Requirement: Select each row below that contains the string "farmhouse" and copy every such row in full. The match is case-sensitive.

(Pointing records)
· · · · ·

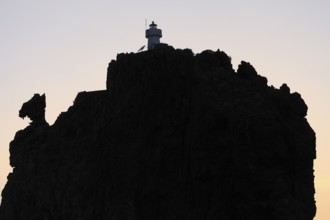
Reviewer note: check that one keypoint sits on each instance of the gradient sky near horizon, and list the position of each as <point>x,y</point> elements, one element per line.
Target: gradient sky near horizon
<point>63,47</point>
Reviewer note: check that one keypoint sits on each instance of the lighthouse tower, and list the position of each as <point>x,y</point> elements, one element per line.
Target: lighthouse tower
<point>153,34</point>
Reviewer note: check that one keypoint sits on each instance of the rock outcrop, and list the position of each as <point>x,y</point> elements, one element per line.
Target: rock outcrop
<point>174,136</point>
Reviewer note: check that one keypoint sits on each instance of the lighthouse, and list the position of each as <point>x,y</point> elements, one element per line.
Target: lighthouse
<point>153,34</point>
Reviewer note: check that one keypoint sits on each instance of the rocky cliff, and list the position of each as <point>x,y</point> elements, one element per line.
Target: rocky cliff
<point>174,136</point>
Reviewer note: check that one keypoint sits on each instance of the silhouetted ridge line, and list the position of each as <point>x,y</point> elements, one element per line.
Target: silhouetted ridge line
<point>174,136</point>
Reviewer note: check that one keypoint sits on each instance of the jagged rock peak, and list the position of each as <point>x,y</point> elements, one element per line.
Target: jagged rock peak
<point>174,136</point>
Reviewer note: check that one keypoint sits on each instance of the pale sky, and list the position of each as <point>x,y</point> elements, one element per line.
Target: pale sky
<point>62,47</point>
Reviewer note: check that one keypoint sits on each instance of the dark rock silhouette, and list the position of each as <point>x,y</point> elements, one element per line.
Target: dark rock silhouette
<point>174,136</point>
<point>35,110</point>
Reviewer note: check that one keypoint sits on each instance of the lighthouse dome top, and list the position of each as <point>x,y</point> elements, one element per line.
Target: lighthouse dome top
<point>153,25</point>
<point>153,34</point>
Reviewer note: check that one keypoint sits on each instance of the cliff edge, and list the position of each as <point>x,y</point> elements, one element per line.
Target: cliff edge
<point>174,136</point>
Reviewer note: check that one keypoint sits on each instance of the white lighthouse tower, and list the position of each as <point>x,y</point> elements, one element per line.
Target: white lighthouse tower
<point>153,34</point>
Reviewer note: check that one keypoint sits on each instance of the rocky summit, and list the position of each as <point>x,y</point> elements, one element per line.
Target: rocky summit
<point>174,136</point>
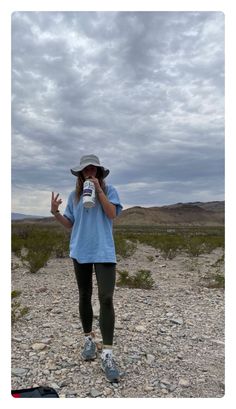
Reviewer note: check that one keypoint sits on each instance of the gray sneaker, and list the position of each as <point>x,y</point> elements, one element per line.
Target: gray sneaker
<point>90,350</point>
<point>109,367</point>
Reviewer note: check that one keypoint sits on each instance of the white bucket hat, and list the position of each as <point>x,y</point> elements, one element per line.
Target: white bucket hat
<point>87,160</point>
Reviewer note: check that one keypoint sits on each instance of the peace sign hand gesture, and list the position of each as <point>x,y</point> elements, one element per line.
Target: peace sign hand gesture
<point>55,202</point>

· · · · ·

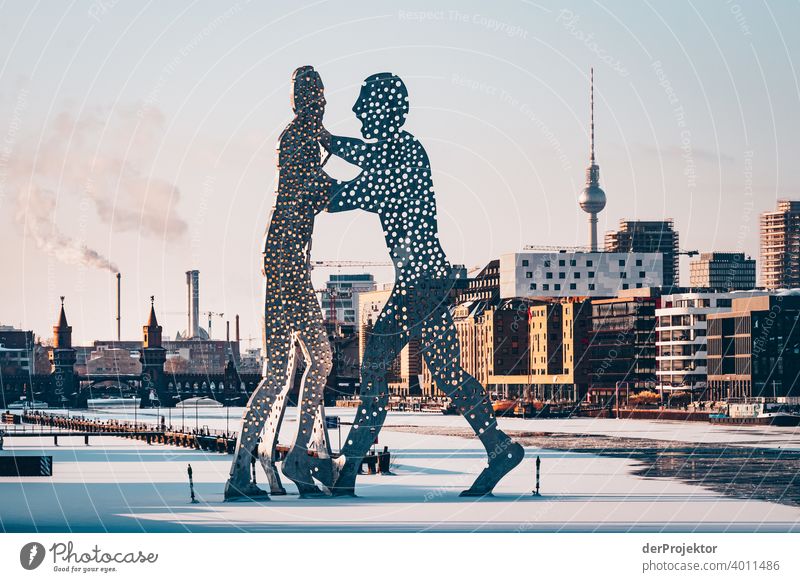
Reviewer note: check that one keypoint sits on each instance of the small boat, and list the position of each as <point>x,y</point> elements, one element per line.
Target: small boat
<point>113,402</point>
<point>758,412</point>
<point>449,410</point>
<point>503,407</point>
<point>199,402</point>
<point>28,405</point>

· · · · ·

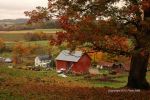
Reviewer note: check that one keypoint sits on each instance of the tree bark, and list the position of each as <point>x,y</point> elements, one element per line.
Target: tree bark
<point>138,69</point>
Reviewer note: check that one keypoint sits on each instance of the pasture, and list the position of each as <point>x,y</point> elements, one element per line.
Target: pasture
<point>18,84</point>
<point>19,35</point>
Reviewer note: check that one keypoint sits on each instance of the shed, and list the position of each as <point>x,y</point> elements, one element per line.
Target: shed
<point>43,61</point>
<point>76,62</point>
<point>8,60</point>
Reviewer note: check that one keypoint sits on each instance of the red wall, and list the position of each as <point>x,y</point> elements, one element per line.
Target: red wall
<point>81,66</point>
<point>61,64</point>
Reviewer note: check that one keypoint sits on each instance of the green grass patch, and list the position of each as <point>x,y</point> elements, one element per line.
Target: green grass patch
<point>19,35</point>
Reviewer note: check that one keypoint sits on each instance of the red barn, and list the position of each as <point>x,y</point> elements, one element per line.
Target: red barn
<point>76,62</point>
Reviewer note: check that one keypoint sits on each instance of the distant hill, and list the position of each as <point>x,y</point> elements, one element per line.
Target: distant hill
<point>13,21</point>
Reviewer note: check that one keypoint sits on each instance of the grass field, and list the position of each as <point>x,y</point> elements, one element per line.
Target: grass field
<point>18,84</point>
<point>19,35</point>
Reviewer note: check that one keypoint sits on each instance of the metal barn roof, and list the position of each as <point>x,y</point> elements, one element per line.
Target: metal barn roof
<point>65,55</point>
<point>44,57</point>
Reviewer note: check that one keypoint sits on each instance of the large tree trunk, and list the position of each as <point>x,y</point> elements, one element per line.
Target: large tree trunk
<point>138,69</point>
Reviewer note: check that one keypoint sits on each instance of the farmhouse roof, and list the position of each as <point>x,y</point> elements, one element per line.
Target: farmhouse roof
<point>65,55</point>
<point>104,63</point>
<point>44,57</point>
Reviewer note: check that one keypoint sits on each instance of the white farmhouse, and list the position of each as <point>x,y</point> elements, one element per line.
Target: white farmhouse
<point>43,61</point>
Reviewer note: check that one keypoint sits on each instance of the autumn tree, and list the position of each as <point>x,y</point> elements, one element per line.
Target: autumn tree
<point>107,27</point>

· · · · ·

Output of the exercise:
Reviewer note: check that one keypoint sits on each instance of the farmhouse roof, and list the position of each as <point>x,y</point> elements, one element per line.
Target: farmhouse roof
Reviewer note: check that one keypoint sits on each instance of the white farmhouse, and list the position of each as <point>x,y</point> elements, one element per line.
Target: white farmhouse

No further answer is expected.